+++ Records shown +++
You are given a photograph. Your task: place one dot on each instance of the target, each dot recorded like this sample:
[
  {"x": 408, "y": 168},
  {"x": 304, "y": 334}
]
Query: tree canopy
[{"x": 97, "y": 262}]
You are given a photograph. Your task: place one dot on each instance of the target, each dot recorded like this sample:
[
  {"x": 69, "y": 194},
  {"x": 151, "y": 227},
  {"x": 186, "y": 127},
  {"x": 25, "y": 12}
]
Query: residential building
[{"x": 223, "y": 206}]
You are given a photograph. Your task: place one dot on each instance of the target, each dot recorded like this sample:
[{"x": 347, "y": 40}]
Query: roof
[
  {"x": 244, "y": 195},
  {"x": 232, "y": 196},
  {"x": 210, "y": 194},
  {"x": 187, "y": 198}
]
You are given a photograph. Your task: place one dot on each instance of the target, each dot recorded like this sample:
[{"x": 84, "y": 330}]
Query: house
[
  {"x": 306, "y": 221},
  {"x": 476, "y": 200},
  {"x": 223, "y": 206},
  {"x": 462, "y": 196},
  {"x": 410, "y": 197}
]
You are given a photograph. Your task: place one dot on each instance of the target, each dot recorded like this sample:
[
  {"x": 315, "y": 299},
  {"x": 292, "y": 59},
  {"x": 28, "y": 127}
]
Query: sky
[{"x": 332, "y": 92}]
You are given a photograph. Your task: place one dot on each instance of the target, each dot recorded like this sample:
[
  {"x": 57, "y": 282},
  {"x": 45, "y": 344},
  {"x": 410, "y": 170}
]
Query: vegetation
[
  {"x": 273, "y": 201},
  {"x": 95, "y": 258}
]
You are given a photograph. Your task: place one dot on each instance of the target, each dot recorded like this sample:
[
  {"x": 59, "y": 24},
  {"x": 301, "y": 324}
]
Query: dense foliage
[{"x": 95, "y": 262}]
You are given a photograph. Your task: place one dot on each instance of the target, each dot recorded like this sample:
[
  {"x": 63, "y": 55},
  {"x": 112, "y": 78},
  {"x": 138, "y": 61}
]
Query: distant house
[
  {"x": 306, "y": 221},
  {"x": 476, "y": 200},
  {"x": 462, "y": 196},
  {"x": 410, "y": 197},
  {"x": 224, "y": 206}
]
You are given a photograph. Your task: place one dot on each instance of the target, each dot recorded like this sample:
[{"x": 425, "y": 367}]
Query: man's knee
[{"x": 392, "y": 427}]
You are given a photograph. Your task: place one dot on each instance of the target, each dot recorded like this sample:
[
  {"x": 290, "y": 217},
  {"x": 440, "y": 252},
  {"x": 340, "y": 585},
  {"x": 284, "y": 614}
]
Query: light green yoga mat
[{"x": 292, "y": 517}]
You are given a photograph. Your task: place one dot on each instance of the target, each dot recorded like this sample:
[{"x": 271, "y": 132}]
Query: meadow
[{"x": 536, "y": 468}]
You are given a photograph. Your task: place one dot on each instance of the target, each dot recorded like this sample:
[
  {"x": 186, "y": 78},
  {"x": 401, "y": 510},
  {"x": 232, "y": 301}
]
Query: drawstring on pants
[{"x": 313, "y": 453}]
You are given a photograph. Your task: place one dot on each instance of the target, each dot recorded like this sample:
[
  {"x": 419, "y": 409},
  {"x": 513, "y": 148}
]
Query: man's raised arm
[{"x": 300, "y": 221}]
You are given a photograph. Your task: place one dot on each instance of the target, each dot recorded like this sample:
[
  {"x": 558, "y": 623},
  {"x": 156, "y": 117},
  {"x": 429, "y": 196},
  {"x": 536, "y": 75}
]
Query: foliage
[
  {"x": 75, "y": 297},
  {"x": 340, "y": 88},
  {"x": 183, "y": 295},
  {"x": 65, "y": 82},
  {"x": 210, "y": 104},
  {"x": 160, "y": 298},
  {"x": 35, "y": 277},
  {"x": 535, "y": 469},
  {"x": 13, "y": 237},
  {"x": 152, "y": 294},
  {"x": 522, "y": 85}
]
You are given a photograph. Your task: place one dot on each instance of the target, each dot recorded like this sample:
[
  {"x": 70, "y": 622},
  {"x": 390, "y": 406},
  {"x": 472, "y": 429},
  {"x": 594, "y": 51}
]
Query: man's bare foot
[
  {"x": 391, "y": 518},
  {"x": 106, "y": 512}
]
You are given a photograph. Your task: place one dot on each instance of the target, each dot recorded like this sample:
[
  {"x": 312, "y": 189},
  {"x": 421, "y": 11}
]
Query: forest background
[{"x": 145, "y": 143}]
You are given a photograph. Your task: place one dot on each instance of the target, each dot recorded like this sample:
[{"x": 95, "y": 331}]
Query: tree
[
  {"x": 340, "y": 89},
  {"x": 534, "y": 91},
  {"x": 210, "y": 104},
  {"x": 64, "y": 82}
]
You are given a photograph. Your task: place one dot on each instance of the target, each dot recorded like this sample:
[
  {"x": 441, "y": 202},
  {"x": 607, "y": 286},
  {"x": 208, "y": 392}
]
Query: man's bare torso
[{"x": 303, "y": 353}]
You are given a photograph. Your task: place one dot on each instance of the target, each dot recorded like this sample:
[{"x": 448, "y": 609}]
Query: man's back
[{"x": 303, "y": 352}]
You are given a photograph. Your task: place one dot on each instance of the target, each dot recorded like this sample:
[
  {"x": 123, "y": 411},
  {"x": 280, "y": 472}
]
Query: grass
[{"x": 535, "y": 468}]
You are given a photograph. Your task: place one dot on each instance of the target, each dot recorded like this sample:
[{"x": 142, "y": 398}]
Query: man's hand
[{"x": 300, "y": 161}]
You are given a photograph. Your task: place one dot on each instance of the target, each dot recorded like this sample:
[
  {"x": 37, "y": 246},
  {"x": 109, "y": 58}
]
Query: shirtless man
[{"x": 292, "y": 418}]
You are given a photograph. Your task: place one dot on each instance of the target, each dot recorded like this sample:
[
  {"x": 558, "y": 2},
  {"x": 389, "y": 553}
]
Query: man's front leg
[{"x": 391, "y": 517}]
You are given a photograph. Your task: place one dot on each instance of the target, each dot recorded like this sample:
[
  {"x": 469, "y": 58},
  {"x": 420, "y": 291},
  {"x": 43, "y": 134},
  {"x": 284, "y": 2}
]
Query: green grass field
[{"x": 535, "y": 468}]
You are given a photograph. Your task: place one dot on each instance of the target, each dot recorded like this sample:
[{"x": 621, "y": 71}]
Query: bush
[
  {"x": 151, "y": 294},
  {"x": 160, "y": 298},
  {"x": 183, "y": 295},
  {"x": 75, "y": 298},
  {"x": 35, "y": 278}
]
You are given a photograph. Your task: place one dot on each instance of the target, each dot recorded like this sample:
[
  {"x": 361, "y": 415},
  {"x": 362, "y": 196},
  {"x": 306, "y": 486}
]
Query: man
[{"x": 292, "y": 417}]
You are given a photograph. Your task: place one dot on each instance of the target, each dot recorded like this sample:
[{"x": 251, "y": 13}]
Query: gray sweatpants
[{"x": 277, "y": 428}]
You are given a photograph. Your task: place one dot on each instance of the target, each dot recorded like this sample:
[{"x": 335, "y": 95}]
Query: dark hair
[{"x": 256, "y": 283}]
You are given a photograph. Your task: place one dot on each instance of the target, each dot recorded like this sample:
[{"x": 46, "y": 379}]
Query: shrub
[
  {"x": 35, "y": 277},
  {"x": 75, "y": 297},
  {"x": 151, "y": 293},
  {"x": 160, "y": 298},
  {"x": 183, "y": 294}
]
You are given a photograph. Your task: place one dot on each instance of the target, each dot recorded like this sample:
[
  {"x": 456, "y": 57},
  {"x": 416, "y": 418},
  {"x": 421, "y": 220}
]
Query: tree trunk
+++
**Directions for this task:** Return what is listed above, exactly and completely.

**Solution to the problem:**
You are given a photograph. Your task: place one dot on each instance of the target, each dot recorded like this sample:
[
  {"x": 408, "y": 168},
  {"x": 304, "y": 334}
]
Query: tree canopy
[{"x": 97, "y": 262}]
You are given a photograph. Your task: place one dot on each instance of the target, each dot recorded like this sample:
[
  {"x": 69, "y": 194},
  {"x": 151, "y": 227},
  {"x": 186, "y": 127},
  {"x": 25, "y": 12}
]
Query: residential building
[{"x": 223, "y": 206}]
You are given a photograph. Your task: place one dot on each instance of the target, each dot recorded like this sample:
[{"x": 347, "y": 40}]
Query: roof
[
  {"x": 244, "y": 195},
  {"x": 232, "y": 196},
  {"x": 210, "y": 194},
  {"x": 187, "y": 198}
]
You are given a photograph. Your task: place one dot on each instance of the target, each dot recorded like this sample:
[{"x": 84, "y": 330}]
Query: house
[
  {"x": 306, "y": 221},
  {"x": 476, "y": 200},
  {"x": 223, "y": 206},
  {"x": 462, "y": 196},
  {"x": 410, "y": 197}
]
You are given a photograph. Your task: place one dot on each instance of the target, each dot recorded like this sample:
[
  {"x": 315, "y": 299},
  {"x": 292, "y": 59},
  {"x": 28, "y": 127}
]
Query: sky
[{"x": 332, "y": 92}]
You are given a photograph. Your task: place one dot on each instance of the target, each dot recorded like this sample:
[
  {"x": 57, "y": 282},
  {"x": 45, "y": 344},
  {"x": 410, "y": 170}
]
Query: vegetation
[
  {"x": 273, "y": 201},
  {"x": 95, "y": 258}
]
You are given a photograph. Your task: place one dot on each instance of the target, each dot recorded like this sample:
[
  {"x": 59, "y": 24},
  {"x": 301, "y": 324}
]
Query: dense foliage
[{"x": 95, "y": 262}]
You are given a photograph. Your task: place one dot on each instance of the target, each dot recorded like this sample:
[
  {"x": 63, "y": 55},
  {"x": 112, "y": 78},
  {"x": 138, "y": 61}
]
Query: distant house
[
  {"x": 306, "y": 221},
  {"x": 476, "y": 200},
  {"x": 462, "y": 196},
  {"x": 410, "y": 197},
  {"x": 224, "y": 206}
]
You are given a photograph. Your task: place one dot on each instance of the target, each dot recorded like this sample:
[{"x": 425, "y": 367}]
Query: man's knee
[{"x": 392, "y": 427}]
You are given a photograph. Your task: place one dot on each instance of the target, each dot recorded like this sample:
[
  {"x": 290, "y": 217},
  {"x": 440, "y": 252},
  {"x": 340, "y": 585},
  {"x": 284, "y": 614}
]
Query: light green yoga mat
[{"x": 292, "y": 517}]
You are given a photograph. Your task: place one dot on each instance of the target, each dot recorded like this sample:
[{"x": 271, "y": 132}]
Query: meadow
[{"x": 536, "y": 468}]
You are given a photograph. Your task: place one dot on each instance of the target, each dot recorded like this sample:
[
  {"x": 186, "y": 78},
  {"x": 401, "y": 510},
  {"x": 232, "y": 301}
]
Query: drawstring on pants
[{"x": 313, "y": 453}]
You are given a photograph. Your task: place one dot on each instance of the target, each dot recorded like this sample:
[
  {"x": 419, "y": 409},
  {"x": 513, "y": 148}
]
Query: man's raised arm
[{"x": 300, "y": 221}]
You are given a photograph. Your task: place one dot on each instance of the target, each dot recorded like this sample:
[
  {"x": 558, "y": 623},
  {"x": 156, "y": 117},
  {"x": 429, "y": 196},
  {"x": 536, "y": 75}
]
Query: foliage
[
  {"x": 75, "y": 297},
  {"x": 340, "y": 88},
  {"x": 183, "y": 295},
  {"x": 65, "y": 82},
  {"x": 210, "y": 104},
  {"x": 160, "y": 298},
  {"x": 35, "y": 277},
  {"x": 535, "y": 469},
  {"x": 13, "y": 237},
  {"x": 152, "y": 294},
  {"x": 522, "y": 85}
]
You are given a photograph. Your task: place one dot on each instance of the target, each dot recorded like this sample:
[
  {"x": 70, "y": 622},
  {"x": 390, "y": 406},
  {"x": 472, "y": 429},
  {"x": 594, "y": 51}
]
Query: man's bare foot
[
  {"x": 391, "y": 518},
  {"x": 106, "y": 512}
]
You are given a photograph. Your task: place one dot on each instance of the target, each dot recorded like this sample:
[
  {"x": 312, "y": 189},
  {"x": 421, "y": 11}
]
Query: forest background
[{"x": 145, "y": 143}]
You are given a photograph. Your task: place one dot on each instance of the target, each dot recorded like this sample:
[{"x": 95, "y": 331}]
Query: tree
[
  {"x": 340, "y": 89},
  {"x": 534, "y": 91},
  {"x": 210, "y": 104},
  {"x": 64, "y": 82}
]
You are given a photograph. Your task: place one dot on each instance of the target, each dot recorded like this sample:
[
  {"x": 441, "y": 202},
  {"x": 607, "y": 286},
  {"x": 208, "y": 392}
]
Query: man's bare torso
[{"x": 303, "y": 353}]
You are given a photograph. Your task: place one dot on each instance of the target, each dot recorded like this sample:
[{"x": 448, "y": 609}]
Query: man's back
[{"x": 303, "y": 352}]
You are given a photograph. Your task: place one dot on each instance of the target, each dot recorded like this sample:
[
  {"x": 123, "y": 411},
  {"x": 280, "y": 472}
]
Query: grass
[{"x": 535, "y": 468}]
You are given a photograph. Your task: place one dot on each instance of the target, each dot recorded like this sample:
[{"x": 142, "y": 398}]
Query: man's hand
[{"x": 300, "y": 161}]
You are given a photograph. Your task: place one dot on each instance of the target, each dot recorded like this sample:
[
  {"x": 37, "y": 246},
  {"x": 109, "y": 58}
]
Query: shirtless man
[{"x": 292, "y": 418}]
You are given a photograph. Your task: place one dot on each instance of the target, each dot recorded like this sample:
[
  {"x": 558, "y": 2},
  {"x": 389, "y": 553}
]
Query: man's front leg
[{"x": 391, "y": 517}]
You are given a photograph. Your task: place one dot on each instance of the target, each dot recorded like this sample:
[
  {"x": 469, "y": 58},
  {"x": 420, "y": 291},
  {"x": 43, "y": 134},
  {"x": 284, "y": 2}
]
Query: green grass field
[{"x": 535, "y": 468}]
You are given a photograph. Your task: place one dot on each instance of the target, each dot recorded like this sample:
[{"x": 621, "y": 71}]
Query: bush
[
  {"x": 151, "y": 294},
  {"x": 160, "y": 298},
  {"x": 183, "y": 295},
  {"x": 75, "y": 298},
  {"x": 35, "y": 278}
]
You are given a photograph. Your task: place one dot on each instance of the target, each dot recorded like this sample:
[
  {"x": 361, "y": 415},
  {"x": 362, "y": 196},
  {"x": 306, "y": 486}
]
Query: man
[{"x": 292, "y": 417}]
You are given a photograph. Your task: place one dot on each instance of the target, each dot recorded like this sample:
[{"x": 251, "y": 13}]
Query: gray sweatpants
[{"x": 277, "y": 428}]
You are given a photograph. Your task: place one dot on each instance of the target, each dot recorded like this sample:
[{"x": 335, "y": 95}]
Query: dark hair
[{"x": 256, "y": 283}]
You are given a photograph. Your task: place one dot on each instance of the target, each dot recorded like this sample:
[{"x": 46, "y": 379}]
Query: shrub
[
  {"x": 35, "y": 277},
  {"x": 75, "y": 297},
  {"x": 151, "y": 293},
  {"x": 160, "y": 298},
  {"x": 183, "y": 294}
]
You are given a photograph. Your task: place one dot on each instance of the target, each dot recorded like this sample:
[
  {"x": 456, "y": 57},
  {"x": 416, "y": 418},
  {"x": 421, "y": 220}
]
Query: tree trunk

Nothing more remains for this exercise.